> [Requisitos]:
1 > Según el fragmento, ¿a nombre de quién estaba el pasaporte falso con el que viajaba Alois Hitler?
2 > Reescriba la parte del fragmento que comienza con "La vida de muchos" y termina con "a los turistas.", sustituyendo "turistas" por "visitantes".

> [Fragmento de texto]:
----

A diferencia de la hija de Stalin, Svetlana Alliluyeva, que pasó muchos años de su vida dando conferencias en Estados Unidos e Inglaterra, o de los nietos de Mussolini, que han llevado vidas muy públicas, los parientes de Hitler mantienen un perfil bajo. En Austria, generalmente responden a las preguntas negando todo parentesco, rehusándose a hablar o cortando el teléfono. En Estados Unidos, niegan cualquier posibilidad de ser entrevistados a través del abogado de la familia. Quizá temen al Sippenhaft, el castigo por los crímenes cometidos por un pariente.
La vida de muchos de ellos no fue fácil. En el verano de 1945, Alois Hitler, uno de los medio hermanos del Führer, fue detenido por viajar con un pasaporte falso a nombre de Eberle, y entregado a las autoridades británicas. Alois finalmente se cambió el apellido, no sin antes ser descubierto firmando fotos con el nombre de su hermano y vendiéndolas a los turistas.
En mayo de 1945, Johann Schmidt, un primo (hijo de la hermana de la madre de Hitler) fue arrestado por el Ejército Rojo y llevado a Viena para ser interrogado. Murió en la cárcel. En junio, su hijo Johann Jr. fue enviado a Moscú junto a varios parientes de Hitler. Fue juzgado por “cooperar con el Führer”, condenado a veinticinco años de cárcel y liberado en 1955. “La familia ha sufrido la misma suerte que cientos de miles de personas. Mi hermano hubiera considerado apropiado que nosotros tampoco nos salváramos”, le escribió Paula Hitler al editor Hans Sündermann.

----

> [Material proporcionado]:
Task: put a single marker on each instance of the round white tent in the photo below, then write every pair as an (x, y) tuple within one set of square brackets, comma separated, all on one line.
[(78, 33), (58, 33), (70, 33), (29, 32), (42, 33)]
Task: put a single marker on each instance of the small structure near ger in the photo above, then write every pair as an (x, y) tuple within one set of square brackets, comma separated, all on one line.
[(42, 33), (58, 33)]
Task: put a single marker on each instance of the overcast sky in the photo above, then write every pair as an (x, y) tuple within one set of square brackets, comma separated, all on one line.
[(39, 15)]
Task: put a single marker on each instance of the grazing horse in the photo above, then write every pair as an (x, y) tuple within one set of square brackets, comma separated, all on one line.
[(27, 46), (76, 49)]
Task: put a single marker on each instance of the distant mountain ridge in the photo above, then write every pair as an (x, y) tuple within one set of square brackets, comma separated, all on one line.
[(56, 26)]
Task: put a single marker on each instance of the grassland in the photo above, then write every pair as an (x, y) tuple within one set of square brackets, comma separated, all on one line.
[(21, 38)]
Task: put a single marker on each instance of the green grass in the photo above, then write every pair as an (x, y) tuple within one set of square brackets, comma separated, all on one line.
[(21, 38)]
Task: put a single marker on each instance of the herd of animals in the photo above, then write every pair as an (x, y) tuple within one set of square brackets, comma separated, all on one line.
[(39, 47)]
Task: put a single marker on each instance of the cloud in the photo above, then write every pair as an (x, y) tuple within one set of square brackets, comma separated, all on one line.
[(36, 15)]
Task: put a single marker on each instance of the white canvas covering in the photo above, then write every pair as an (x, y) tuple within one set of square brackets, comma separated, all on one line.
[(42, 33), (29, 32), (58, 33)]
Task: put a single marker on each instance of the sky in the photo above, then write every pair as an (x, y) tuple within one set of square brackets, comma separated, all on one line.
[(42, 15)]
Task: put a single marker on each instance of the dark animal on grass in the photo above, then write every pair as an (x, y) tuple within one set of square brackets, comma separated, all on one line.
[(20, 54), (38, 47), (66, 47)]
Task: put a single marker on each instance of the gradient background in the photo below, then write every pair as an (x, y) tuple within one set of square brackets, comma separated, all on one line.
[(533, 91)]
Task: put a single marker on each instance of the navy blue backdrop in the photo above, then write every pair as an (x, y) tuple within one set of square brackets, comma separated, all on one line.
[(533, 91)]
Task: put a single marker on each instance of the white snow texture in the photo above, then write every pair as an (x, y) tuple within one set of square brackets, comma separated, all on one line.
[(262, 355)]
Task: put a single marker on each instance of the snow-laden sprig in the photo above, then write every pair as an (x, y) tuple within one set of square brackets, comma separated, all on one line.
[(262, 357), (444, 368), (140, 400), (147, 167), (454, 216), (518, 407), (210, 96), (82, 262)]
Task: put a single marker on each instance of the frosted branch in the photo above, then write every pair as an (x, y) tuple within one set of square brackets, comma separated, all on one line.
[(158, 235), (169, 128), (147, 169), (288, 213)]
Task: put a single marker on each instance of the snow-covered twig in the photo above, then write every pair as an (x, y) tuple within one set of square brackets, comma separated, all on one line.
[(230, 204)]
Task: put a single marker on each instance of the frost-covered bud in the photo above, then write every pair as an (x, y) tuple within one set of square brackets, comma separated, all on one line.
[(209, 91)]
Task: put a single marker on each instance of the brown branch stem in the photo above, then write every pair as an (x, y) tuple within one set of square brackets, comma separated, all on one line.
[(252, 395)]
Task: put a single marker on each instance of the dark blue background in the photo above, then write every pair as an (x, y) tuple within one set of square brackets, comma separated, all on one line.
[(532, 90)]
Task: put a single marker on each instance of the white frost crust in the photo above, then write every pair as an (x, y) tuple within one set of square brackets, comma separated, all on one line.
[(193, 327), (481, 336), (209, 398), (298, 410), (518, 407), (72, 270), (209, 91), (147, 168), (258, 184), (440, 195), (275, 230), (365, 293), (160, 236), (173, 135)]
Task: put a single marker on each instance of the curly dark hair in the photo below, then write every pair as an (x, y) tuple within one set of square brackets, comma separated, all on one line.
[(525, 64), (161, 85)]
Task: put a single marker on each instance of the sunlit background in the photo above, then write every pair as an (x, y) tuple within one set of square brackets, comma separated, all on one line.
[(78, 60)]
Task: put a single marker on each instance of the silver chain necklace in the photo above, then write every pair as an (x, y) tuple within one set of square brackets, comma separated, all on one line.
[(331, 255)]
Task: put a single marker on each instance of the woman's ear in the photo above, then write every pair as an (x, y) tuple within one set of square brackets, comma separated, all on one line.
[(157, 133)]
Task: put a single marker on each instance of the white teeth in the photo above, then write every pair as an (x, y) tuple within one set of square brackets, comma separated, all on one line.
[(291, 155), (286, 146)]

----

> [Resultados]:
1 > A nombre de Eberle.

2 >
La vida de muchos de ellos no fue fácil. En el verano de 1945, Alois Hitler, uno de los medio hermanos del Führer, fue detenido por viajar con un pasaporte falso a nombre de Eberle, y entregado a las autoridades británicas. Alois finalmente se cambió el apellido, no sin antes ser descubierto firmando fotos con el nombre de su hermano y vendiéndolas a los visitantes.